▶ _Task requirements_
A faithful copy of the entries, without any pictures, is what is needed here.

(Natural language region descriptions)
####################

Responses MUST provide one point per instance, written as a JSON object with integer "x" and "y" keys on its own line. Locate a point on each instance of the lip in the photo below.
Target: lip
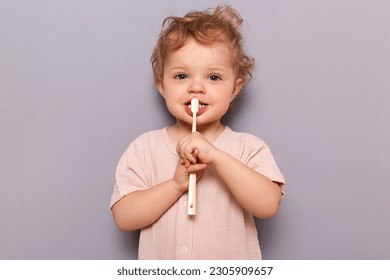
{"x": 200, "y": 111}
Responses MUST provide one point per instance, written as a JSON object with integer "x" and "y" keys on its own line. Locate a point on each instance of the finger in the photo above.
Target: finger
{"x": 196, "y": 167}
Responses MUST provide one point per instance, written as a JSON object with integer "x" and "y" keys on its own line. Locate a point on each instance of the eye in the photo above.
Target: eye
{"x": 214, "y": 77}
{"x": 181, "y": 76}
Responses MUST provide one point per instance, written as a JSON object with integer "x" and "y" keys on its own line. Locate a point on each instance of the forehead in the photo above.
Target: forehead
{"x": 196, "y": 53}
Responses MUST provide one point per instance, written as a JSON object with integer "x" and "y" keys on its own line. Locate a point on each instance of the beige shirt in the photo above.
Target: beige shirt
{"x": 221, "y": 229}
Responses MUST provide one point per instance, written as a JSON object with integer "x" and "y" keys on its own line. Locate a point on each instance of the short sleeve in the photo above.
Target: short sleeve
{"x": 130, "y": 173}
{"x": 261, "y": 159}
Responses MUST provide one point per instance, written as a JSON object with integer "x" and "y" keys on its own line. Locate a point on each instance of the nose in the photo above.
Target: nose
{"x": 196, "y": 86}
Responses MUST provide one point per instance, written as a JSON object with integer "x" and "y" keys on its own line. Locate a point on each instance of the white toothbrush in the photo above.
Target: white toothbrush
{"x": 192, "y": 180}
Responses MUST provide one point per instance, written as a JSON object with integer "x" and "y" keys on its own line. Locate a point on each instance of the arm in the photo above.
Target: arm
{"x": 253, "y": 191}
{"x": 142, "y": 208}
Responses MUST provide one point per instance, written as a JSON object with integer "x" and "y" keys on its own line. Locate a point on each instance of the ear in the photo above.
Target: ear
{"x": 237, "y": 88}
{"x": 160, "y": 87}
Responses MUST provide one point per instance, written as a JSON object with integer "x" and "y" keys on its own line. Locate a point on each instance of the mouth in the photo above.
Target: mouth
{"x": 201, "y": 105}
{"x": 201, "y": 109}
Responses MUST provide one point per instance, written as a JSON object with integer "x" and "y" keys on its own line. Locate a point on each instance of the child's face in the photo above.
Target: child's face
{"x": 202, "y": 71}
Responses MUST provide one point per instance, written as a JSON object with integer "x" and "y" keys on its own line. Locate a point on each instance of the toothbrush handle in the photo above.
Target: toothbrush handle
{"x": 191, "y": 210}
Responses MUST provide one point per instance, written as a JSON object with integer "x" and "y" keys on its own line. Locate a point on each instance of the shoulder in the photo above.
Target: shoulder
{"x": 243, "y": 139}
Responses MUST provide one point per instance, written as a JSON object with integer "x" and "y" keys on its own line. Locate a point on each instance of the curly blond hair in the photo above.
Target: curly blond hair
{"x": 206, "y": 27}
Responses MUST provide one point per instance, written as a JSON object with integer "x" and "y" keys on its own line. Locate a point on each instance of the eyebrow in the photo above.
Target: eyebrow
{"x": 209, "y": 69}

####################

▶ _Answer area_
Responses MUST provide one point per instance, written as a JSON object with integer "x" and "y" keys on its own line. Locate a point on each instance of the lip in the photo below.
Target: lip
{"x": 200, "y": 111}
Responses MUST provide one point per instance, written as a JSON object with integer "x" and "y" keys on its own line. Locate a point on each instance of the finger in the photo above.
Target: finger
{"x": 196, "y": 167}
Responses MUST provide one point per instance, written as a JSON object with integer "x" and "y" keys on its own line. Locate a point on each instance of the eye in the photo above.
Target: eye
{"x": 214, "y": 77}
{"x": 181, "y": 76}
Responses MUST provide one point per instance, written as a JSON object with integer "x" and "y" keys on its own line. Locate a point on each instance of the forehead in the photo above.
Target: forehead
{"x": 196, "y": 53}
Responses MUST provide one point per instance, written as a JSON object with integer "x" and "y" keys on its own line. Locate a point on each instance of the beige shirt in the photo above.
Target: beige shirt
{"x": 221, "y": 229}
Responses MUST provide one point per instance, written as a JSON object with integer "x" and "y" keys on its own line. Locate a point on each instance of the short sleeve in the photo above.
Target: short sleeve
{"x": 130, "y": 173}
{"x": 261, "y": 159}
Responses MUST provide one point per instance, written as a JSON object with integer "x" and "y" keys on its own line. Locate a point on each instance of the nose in the photo above.
Target: nose
{"x": 196, "y": 86}
Responses MUST provide one point per instance, written as a JSON object with integer "x" and "y" keys on its own line. Locate a point on each instance of the white toothbrush in the photo above.
Target: white toothbrush
{"x": 192, "y": 180}
Responses MUST provide one point per instance, written as a JSON object with integer "x" and "y" keys on its own line. Locate a point on each instance of the arm in the photo above.
Target: arm
{"x": 253, "y": 191}
{"x": 142, "y": 208}
Responses MUST provide one point per instance, written as a JSON object with integer "x" and "y" keys on its own line. Locate a point on each instance of the ear in the photo above.
Target: ear
{"x": 237, "y": 88}
{"x": 160, "y": 87}
Responses MUST provide one point per instance, written as a JSON object with integer "x" and "y" keys on its own line. Locate a point on each instance of the mouth in the photo above.
Target: mouth
{"x": 201, "y": 105}
{"x": 201, "y": 109}
Responses MUST provide one point per instance, written as a JSON object with integer "x" and "y" keys on its own line. Locate a point on each instance of the child's face in the photo above.
Target: child's face
{"x": 202, "y": 71}
Responses MUST provide one point per instance, written as a JSON object with integer "x" and "y" keys on its own line. Locate a point on each instance of the toothbrush handle in the photo above.
Target: toothbrush handle
{"x": 191, "y": 210}
Responses MUST provide one point per instance, written as a JSON object with integer "x" and "y" keys on its own line. Locate a point on each instance of the shoulder in the photo above.
Target: shoulder
{"x": 243, "y": 139}
Responses MUST provide one point per instance, written as a JSON object with integer "x" and "y" keys on its own line. Locate a point on each instance of the curly blond hair in the photo above.
Target: curly blond hair
{"x": 206, "y": 27}
Responses MUST provide one point per instance, written as a JSON object with integer "x" and "y" keys on its own line. Locate a point on each instance of the eyebrow in the photo above.
Target: eyebrow
{"x": 209, "y": 69}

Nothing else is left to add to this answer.